(ACTION ITEM) Produce an exact copy of the lines from the line containing "Locate the patterned" through the last line of the entries below, and only those lines.

(DATA FOR PROCESSING)
________________
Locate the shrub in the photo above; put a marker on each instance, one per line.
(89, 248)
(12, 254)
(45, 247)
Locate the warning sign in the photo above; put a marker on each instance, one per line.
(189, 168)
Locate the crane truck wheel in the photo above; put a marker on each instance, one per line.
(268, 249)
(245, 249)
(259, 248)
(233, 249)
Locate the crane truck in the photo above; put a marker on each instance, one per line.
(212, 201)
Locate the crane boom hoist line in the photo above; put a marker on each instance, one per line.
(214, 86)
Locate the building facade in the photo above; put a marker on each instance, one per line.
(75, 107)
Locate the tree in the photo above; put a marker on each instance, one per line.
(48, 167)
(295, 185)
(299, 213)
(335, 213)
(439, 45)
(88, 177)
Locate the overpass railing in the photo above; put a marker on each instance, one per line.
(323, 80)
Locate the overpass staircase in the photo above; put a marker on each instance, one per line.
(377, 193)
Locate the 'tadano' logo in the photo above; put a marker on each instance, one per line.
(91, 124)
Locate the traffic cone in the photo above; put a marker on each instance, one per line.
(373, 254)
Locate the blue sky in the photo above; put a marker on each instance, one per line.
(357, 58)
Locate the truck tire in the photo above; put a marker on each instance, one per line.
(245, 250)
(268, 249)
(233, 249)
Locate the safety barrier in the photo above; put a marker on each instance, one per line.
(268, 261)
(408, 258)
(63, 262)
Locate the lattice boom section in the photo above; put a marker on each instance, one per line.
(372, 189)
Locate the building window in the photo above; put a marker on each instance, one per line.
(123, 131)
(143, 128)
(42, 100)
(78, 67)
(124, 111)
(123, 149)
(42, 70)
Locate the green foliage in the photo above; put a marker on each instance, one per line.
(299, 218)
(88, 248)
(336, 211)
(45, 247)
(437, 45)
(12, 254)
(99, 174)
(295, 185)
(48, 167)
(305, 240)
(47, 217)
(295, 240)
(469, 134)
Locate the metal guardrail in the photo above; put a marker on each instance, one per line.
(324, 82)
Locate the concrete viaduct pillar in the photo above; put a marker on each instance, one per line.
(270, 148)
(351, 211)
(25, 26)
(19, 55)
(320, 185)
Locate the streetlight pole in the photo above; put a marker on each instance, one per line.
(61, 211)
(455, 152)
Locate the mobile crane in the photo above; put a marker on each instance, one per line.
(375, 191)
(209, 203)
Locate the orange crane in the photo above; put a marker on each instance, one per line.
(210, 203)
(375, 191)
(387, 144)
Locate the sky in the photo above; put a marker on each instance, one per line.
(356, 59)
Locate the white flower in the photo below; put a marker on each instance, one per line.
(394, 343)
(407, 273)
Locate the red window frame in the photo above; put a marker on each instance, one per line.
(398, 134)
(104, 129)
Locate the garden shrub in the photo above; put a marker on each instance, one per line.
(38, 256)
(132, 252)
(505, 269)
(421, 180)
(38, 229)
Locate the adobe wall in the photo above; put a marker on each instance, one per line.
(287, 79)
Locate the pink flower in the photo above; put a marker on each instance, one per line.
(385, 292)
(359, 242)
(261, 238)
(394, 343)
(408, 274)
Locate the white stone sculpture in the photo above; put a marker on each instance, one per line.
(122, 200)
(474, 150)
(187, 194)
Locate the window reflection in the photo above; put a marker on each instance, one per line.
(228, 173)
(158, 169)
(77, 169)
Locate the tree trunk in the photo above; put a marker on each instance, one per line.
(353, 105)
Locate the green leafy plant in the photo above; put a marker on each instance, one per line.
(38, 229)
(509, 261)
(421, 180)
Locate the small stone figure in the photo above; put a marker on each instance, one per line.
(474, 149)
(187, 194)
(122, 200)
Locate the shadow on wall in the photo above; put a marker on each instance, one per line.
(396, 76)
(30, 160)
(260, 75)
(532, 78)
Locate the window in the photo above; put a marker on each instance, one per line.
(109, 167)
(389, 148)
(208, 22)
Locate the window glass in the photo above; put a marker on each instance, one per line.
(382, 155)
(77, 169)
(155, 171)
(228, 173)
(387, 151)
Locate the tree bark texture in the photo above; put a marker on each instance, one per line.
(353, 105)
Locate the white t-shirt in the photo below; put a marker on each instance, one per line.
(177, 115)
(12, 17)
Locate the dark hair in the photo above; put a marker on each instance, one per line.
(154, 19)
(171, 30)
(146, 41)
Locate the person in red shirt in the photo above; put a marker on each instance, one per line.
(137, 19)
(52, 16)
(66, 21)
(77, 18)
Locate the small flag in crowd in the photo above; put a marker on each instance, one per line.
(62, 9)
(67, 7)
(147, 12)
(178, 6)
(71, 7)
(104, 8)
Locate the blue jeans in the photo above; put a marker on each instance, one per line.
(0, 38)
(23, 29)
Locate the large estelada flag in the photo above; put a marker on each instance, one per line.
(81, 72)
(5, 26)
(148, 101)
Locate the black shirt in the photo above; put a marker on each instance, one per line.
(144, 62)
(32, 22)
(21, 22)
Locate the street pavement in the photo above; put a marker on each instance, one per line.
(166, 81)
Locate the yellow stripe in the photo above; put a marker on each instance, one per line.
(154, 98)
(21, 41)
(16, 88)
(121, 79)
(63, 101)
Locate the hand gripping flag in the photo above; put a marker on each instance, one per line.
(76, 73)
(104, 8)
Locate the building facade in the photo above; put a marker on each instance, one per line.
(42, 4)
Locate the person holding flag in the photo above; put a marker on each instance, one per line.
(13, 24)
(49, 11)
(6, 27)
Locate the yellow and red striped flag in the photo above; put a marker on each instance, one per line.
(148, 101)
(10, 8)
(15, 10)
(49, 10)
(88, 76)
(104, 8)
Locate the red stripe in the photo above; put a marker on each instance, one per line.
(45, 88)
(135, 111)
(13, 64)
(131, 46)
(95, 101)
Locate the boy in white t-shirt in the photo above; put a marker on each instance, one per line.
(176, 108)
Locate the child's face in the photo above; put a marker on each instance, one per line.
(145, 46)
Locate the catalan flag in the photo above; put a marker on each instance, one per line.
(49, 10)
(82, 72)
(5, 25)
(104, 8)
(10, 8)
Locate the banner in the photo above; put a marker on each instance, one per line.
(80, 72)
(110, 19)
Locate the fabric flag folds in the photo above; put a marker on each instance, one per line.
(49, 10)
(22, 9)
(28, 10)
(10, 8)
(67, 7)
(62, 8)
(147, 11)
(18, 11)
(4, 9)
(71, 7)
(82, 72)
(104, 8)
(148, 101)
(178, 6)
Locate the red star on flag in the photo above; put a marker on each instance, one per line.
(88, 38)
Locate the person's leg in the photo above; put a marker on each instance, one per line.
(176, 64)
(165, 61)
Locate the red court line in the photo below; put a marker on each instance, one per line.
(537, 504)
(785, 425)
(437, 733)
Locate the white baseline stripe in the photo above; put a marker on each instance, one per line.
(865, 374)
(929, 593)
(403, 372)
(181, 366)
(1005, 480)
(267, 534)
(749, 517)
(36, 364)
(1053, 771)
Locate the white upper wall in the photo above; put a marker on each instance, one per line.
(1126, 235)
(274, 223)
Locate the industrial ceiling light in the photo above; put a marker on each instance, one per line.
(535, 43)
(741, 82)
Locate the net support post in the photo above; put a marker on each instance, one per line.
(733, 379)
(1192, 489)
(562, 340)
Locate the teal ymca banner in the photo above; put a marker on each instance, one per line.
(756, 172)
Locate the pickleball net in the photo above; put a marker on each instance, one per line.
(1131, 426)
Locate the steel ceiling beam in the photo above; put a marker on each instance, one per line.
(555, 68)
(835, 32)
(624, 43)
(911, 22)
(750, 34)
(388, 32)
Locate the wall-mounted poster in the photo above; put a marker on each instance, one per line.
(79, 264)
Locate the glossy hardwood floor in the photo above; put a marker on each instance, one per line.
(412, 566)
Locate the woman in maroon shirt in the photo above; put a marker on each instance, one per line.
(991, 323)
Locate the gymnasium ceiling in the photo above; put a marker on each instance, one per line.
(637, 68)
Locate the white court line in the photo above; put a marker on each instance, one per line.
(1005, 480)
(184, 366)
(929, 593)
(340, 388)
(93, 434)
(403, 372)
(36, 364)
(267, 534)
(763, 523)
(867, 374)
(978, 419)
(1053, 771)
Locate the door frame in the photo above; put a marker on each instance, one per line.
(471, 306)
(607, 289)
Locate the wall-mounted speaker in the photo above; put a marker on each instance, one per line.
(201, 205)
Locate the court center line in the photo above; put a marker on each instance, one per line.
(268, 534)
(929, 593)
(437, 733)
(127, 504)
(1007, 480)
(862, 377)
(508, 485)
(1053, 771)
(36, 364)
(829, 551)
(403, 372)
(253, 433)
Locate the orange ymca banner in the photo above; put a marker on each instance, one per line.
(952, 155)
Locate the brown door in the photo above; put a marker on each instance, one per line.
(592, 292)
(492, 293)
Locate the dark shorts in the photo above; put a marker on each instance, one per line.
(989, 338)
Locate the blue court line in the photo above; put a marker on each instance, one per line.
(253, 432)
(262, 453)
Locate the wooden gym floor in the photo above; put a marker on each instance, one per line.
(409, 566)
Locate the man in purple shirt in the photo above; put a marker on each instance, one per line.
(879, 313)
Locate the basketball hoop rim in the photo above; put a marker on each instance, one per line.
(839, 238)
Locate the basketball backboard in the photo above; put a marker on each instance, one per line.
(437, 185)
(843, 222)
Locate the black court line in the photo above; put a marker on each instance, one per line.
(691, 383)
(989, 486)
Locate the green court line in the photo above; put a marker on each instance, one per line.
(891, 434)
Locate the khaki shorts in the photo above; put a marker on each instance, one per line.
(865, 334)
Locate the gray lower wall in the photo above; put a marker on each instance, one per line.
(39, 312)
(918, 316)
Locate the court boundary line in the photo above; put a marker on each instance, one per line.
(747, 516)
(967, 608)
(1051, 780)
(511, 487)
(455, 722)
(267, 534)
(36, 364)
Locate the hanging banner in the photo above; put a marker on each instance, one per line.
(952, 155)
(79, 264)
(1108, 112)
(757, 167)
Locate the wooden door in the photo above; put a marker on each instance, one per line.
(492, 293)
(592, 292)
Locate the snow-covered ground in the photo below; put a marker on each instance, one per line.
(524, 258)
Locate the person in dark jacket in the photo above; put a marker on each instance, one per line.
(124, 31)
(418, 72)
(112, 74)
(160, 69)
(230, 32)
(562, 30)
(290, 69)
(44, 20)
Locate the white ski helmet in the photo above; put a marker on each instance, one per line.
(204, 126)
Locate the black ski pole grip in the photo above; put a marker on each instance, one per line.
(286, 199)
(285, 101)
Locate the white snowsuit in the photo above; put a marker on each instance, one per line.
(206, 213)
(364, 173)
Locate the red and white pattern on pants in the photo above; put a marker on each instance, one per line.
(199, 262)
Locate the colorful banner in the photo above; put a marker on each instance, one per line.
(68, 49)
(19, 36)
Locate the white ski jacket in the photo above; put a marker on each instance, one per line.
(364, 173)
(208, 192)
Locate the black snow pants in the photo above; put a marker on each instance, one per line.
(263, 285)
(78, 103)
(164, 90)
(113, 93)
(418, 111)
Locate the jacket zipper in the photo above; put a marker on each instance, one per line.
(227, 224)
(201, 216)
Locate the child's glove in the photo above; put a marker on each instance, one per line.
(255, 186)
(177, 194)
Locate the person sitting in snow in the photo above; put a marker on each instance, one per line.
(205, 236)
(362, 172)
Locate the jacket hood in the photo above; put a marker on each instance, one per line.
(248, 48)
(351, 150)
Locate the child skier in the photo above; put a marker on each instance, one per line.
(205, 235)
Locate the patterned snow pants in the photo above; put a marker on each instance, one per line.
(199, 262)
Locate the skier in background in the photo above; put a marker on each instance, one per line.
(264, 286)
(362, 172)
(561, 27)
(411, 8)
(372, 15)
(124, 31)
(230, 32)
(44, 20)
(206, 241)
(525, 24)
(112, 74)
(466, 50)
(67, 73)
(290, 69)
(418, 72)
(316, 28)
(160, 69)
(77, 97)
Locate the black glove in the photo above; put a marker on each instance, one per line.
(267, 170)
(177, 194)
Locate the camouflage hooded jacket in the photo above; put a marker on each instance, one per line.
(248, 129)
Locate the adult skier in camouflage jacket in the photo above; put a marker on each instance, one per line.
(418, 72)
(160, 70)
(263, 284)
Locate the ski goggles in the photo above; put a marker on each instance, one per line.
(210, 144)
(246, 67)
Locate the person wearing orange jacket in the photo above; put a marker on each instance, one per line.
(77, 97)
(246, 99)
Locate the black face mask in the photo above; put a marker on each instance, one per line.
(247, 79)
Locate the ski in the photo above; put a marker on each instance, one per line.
________________
(SOLVED PROBLEM)
Locate the patterned snow pants in the photo above; put a marker on each instance, one per line.
(199, 262)
Locate the skier in background in the photo above; put a marker on each instance, one per line.
(264, 286)
(362, 172)
(561, 27)
(411, 8)
(372, 15)
(124, 31)
(230, 32)
(44, 20)
(206, 241)
(525, 24)
(112, 74)
(466, 50)
(67, 73)
(290, 69)
(418, 72)
(316, 28)
(160, 69)
(77, 97)
Locate the black glove in the photo above; put a marker on each instance, one per line.
(267, 170)
(177, 194)
Locate the camouflage hooded jacket in the photo above; put a marker on each instance, one per line.
(248, 129)
Locate the adult skier in camouflage jacket in the photo above; put a marker on each instance, one per line.
(418, 72)
(160, 70)
(263, 284)
Locate the ski goggles in the photo above; put a marker on each instance, one per line.
(210, 144)
(246, 67)
Locate the person wearing orange jacket in the photo above; put a marker on each instance, one per line.
(77, 97)
(246, 99)
Locate the black face mask in the photo above; put a marker on each instance, one per line.
(247, 79)
Locate the ski in the photo above; put a marker on each instance, one per line.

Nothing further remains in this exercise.